:: Information shown ::

** Start **

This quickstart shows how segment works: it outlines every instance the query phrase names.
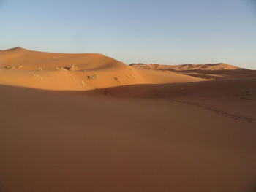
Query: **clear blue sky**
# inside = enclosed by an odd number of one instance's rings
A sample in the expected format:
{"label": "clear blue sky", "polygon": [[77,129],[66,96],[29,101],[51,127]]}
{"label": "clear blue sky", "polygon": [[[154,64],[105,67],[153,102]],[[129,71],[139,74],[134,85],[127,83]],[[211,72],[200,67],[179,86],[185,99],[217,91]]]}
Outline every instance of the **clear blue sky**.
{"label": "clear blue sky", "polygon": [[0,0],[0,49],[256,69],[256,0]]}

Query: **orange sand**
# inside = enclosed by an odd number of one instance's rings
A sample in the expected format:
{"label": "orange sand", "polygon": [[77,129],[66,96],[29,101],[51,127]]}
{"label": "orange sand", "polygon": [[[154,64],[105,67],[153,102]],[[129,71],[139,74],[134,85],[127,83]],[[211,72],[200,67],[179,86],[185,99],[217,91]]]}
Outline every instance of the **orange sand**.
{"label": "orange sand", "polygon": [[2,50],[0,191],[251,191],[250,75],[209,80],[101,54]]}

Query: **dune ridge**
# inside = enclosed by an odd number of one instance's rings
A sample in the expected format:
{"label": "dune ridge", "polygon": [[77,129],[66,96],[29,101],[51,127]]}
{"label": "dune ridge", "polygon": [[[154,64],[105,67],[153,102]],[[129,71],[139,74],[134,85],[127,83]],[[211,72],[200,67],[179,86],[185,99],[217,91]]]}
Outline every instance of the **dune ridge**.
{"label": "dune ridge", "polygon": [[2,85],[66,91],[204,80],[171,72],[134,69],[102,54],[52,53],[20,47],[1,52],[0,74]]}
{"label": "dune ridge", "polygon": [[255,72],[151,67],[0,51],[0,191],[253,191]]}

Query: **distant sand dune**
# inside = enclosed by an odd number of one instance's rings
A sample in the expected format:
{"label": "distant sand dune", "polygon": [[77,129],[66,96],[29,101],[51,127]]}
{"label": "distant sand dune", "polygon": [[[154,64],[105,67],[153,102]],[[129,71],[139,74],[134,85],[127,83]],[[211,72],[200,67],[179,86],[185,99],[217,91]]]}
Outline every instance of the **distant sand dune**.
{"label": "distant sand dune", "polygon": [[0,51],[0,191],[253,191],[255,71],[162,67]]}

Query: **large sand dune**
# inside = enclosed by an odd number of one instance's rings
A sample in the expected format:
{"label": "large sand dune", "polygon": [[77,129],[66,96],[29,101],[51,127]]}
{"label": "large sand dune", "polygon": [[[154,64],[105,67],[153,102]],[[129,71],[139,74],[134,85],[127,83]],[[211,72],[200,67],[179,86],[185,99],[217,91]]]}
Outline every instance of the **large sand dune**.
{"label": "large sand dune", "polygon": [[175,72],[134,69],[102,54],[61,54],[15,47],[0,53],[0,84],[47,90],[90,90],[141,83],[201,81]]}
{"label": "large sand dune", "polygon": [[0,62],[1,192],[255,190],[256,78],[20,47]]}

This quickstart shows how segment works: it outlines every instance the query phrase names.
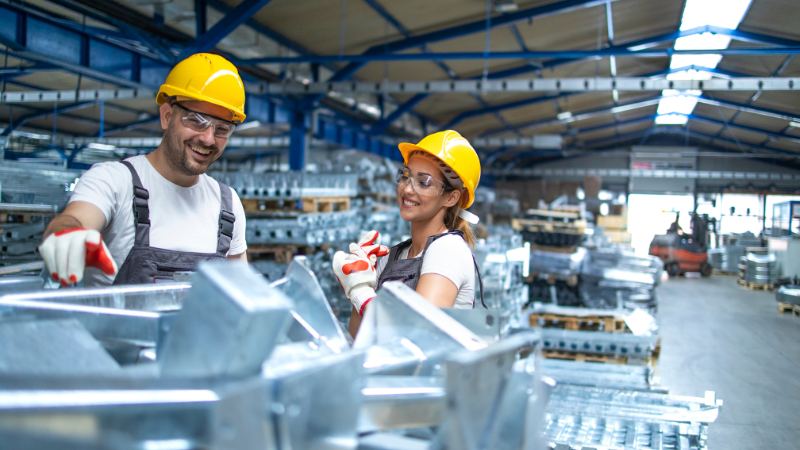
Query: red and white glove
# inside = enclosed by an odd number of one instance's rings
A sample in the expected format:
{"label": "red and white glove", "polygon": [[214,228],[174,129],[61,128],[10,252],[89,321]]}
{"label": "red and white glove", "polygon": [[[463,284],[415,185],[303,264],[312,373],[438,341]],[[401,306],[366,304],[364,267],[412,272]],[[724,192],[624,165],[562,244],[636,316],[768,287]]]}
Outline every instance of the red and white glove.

** End **

:: Directions ::
Repeat all of the items above word for word, leaving out the pictures.

:: Solution to the problem ::
This quickstart shows how segment works: it outlines every instance the query phrase names.
Query: **clear blue sky**
# inside = enclosed by an odd number of one instance's rings
A sample in the expected format:
{"label": "clear blue sky", "polygon": [[77,129],[66,96],[29,101],[51,127]]}
{"label": "clear blue sky", "polygon": [[[154,64],[105,67],[153,102]],[[129,71],[139,74],[134,85],[127,83]],[[211,72],[200,67],[179,86],[185,99],[217,91]]]}
Outline every instance of the **clear blue sky**.
{"label": "clear blue sky", "polygon": [[0,0],[0,49],[256,69],[256,0]]}

Query: **orange sand**
# inside = enclosed by an odd number of one instance's rings
A sample in the expected format:
{"label": "orange sand", "polygon": [[77,129],[66,96],[29,101],[51,127]]}
{"label": "orange sand", "polygon": [[[154,64],[105,67],[153,102]],[[129,71],[139,74],[134,85],[127,83]],[[211,72],[200,67],[179,86],[185,99],[217,91]]]}
Outline every instance of the **orange sand**.
{"label": "orange sand", "polygon": [[2,50],[0,191],[251,191],[250,75],[209,80],[101,54]]}

Query: **dune ridge**
# inside = enclosed by an odd number of one instance's rings
A sample in the expected format:
{"label": "dune ridge", "polygon": [[77,129],[66,96],[29,101],[51,127]]}
{"label": "dune ridge", "polygon": [[[154,64],[105,67],[153,102]],[[129,71],[139,74],[134,85],[127,83]],[[211,72],[200,67],[179,86],[185,99],[217,91]]]}
Outline every instance of the **dune ridge**.
{"label": "dune ridge", "polygon": [[2,85],[66,91],[204,80],[171,72],[134,69],[102,54],[52,53],[20,47],[1,52],[0,74]]}
{"label": "dune ridge", "polygon": [[255,72],[151,67],[0,51],[0,191],[253,191]]}

Query: **distant sand dune**
# inside = enclosed by an odd number of one instance's rings
A sample in the expected format:
{"label": "distant sand dune", "polygon": [[77,129],[66,96],[29,101],[51,127]]}
{"label": "distant sand dune", "polygon": [[[154,64],[105,67],[153,102]],[[129,71],[139,74],[134,85],[127,83]],[[211,72],[200,67],[179,86],[185,99],[217,91]]]}
Outline every instance of the **distant sand dune**.
{"label": "distant sand dune", "polygon": [[0,51],[0,191],[253,191],[255,71],[162,67]]}

Query: **large sand dune**
# inside = enclosed by an odd number of one instance's rings
A sample in the expected format:
{"label": "large sand dune", "polygon": [[77,129],[66,96],[29,101],[51,127]]}
{"label": "large sand dune", "polygon": [[[154,64],[105,67],[153,102]],[[129,71],[139,74],[134,85],[127,83]],[[211,72],[200,67],[179,86],[185,99],[217,91]]]}
Outline every instance of the **large sand dune**.
{"label": "large sand dune", "polygon": [[175,72],[134,69],[102,54],[61,54],[15,47],[0,53],[0,84],[47,90],[90,90],[141,83],[201,81]]}
{"label": "large sand dune", "polygon": [[0,62],[1,192],[255,190],[256,78],[20,47]]}

This quickstart shows how segment works: it outlines every instance the query phrase names.
Query: red and white glove
# inside = enclosed by an odd number of one instance's rings
A sample in the expected format:
{"label": "red and white glove", "polygon": [[214,228],[174,129],[61,128],[10,252],[89,321]]}
{"label": "red and white glove", "polygon": [[[463,284],[415,185],[303,264],[312,373],[438,341]],[[401,306],[366,304],[364,267],[412,272]],[[724,192],[624,165],[562,244],[636,316],[768,287]]]}
Outline every instance of the red and white glove.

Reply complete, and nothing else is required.